- PROVIDED RECORDS
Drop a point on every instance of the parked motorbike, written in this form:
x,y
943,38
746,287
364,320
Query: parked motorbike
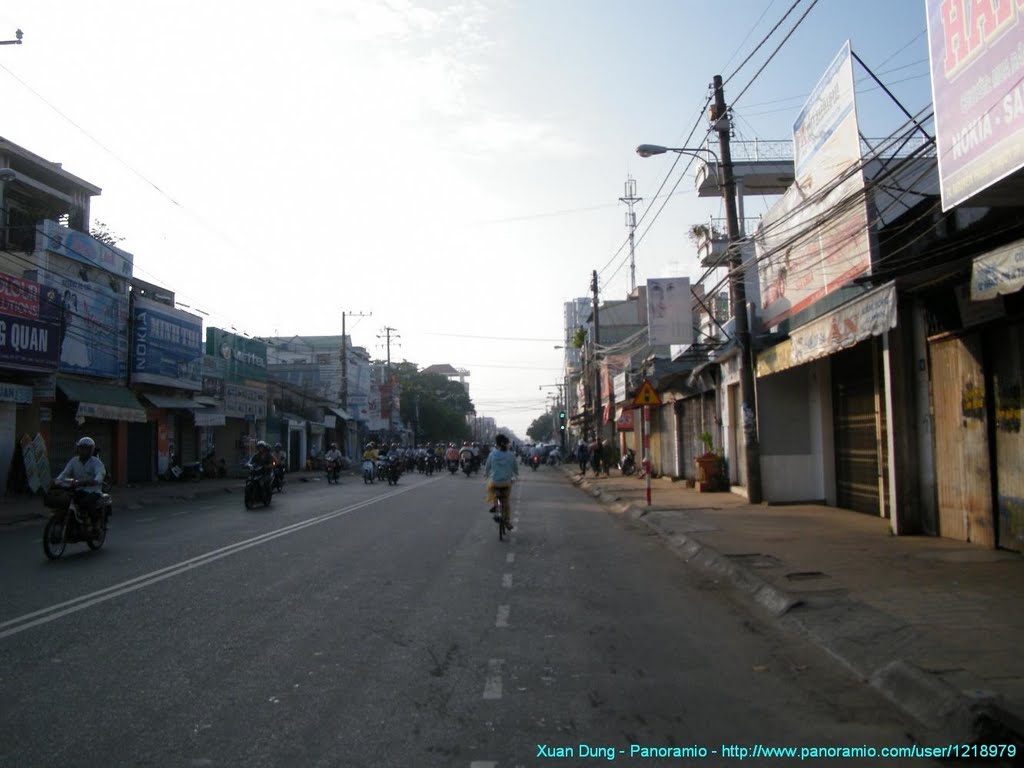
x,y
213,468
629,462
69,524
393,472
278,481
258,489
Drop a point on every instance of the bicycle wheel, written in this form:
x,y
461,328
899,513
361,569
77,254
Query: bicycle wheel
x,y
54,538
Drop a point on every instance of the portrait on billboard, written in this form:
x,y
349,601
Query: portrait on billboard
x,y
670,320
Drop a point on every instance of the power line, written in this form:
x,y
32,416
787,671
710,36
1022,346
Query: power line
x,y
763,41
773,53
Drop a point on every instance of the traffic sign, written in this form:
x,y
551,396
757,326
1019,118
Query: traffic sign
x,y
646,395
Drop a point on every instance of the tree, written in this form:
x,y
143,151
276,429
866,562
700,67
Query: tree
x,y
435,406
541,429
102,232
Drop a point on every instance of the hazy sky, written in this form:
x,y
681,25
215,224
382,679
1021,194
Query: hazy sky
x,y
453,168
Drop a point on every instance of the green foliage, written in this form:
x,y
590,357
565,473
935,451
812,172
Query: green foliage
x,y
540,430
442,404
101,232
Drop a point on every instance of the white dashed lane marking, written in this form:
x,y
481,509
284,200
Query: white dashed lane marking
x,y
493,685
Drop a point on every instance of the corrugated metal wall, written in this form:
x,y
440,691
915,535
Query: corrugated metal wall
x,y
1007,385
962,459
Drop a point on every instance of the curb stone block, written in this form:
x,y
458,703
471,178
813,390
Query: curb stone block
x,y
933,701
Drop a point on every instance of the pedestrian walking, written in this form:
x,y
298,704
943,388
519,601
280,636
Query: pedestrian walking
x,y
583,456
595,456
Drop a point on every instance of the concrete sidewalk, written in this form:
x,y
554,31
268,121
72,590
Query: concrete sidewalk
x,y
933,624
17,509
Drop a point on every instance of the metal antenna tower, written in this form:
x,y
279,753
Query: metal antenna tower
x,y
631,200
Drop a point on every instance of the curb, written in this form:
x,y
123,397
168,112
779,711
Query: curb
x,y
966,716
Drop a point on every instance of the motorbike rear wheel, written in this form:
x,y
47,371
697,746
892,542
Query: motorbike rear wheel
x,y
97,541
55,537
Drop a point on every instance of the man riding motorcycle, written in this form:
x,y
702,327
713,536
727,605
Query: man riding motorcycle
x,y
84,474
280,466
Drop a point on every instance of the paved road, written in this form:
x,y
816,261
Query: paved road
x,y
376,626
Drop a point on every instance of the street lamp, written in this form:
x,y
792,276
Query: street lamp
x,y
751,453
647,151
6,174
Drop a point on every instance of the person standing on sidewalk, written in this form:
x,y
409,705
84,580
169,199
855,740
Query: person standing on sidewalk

- THE PROBLEM
Retype all entries exactly, without the images.

- THE COMPLETED TASK
Drop a point on every instance of the parked motorbike, written in this form:
x,y
943,38
746,287
364,320
Query: parked motorbike
x,y
213,468
629,462
69,524
393,472
278,481
258,489
Drop a point on every instance of the bicycle wheel, written in this form:
x,y
461,328
899,513
361,569
77,254
Query: bicycle wheel
x,y
54,538
Drop a point on every instance of the portrait on billboard, written in this form:
x,y
349,601
Query: portrait on billboard
x,y
670,320
Drop a point on every instance of the power line, written in this form:
x,y
32,416
787,671
710,36
1022,346
Query: power line
x,y
763,41
773,53
Drop a point on every instance of the traffic sign, written in this form:
x,y
551,396
757,326
1019,118
Query: traffic sign
x,y
646,395
Drop a point on every instance of the tree, written in this form:
x,y
143,151
276,429
866,562
700,67
Query: tree
x,y
435,406
541,429
102,232
Drop a point on every instance of the hazy sky, written in this form:
x,y
681,25
215,224
382,679
1021,194
Query: hazy sky
x,y
453,168
Drop a point on every instance of the green foliage, written in this form:
x,y
590,357
565,473
935,451
812,172
Query: green foliage
x,y
540,430
442,404
101,232
Drop a point on every instance of the white dashed lane marking, written in this form:
x,y
481,509
284,200
Query: white dashed lane marking
x,y
493,685
Drop a point on every instance of the corrugated metal wall, written in this form:
x,y
440,691
915,535
Query: corrugated metal wall
x,y
1007,385
962,459
Drop a point on every instance of the curb stone block, written in this form:
x,y
458,703
471,178
813,390
Query: curb stone block
x,y
933,701
Drop a point on every instance of the pedestrian walking, written in this form:
x,y
298,704
943,388
519,601
280,636
Query: pedestrian walking
x,y
583,456
595,456
Drop a point on every instance of the concrete sidewalk, written in this form:
x,y
554,31
268,121
72,590
Query: concrete sidewalk
x,y
933,624
17,509
Drop a point on every instance of the metal antenna tower, written in this form:
x,y
279,753
Query: metal antenna tower
x,y
631,200
Drop a point on every instance of the curb, written in this form:
x,y
123,397
168,112
779,711
Query: curb
x,y
966,716
Drop a point on every instance of the motorbike rear wheel, written in this form:
x,y
47,371
697,746
892,542
Query: motorbike rear wheel
x,y
97,541
55,537
Drop a point on every instance of the man riding motorcycle, written in this form:
x,y
702,327
713,536
727,605
Query: man riding motorcycle
x,y
84,474
280,466
Drop a point on every instance of the paved road, written in this form:
x,y
816,261
Query: paved road
x,y
376,626
Drop a point on every instance of the street lamp, written in this form:
x,y
792,276
Query: street lamp
x,y
751,453
647,151
6,174
Drop a point on every instance of the person standing on sidewalk, written in this form:
x,y
409,705
84,580
169,199
855,740
Query: person standing on sidewalk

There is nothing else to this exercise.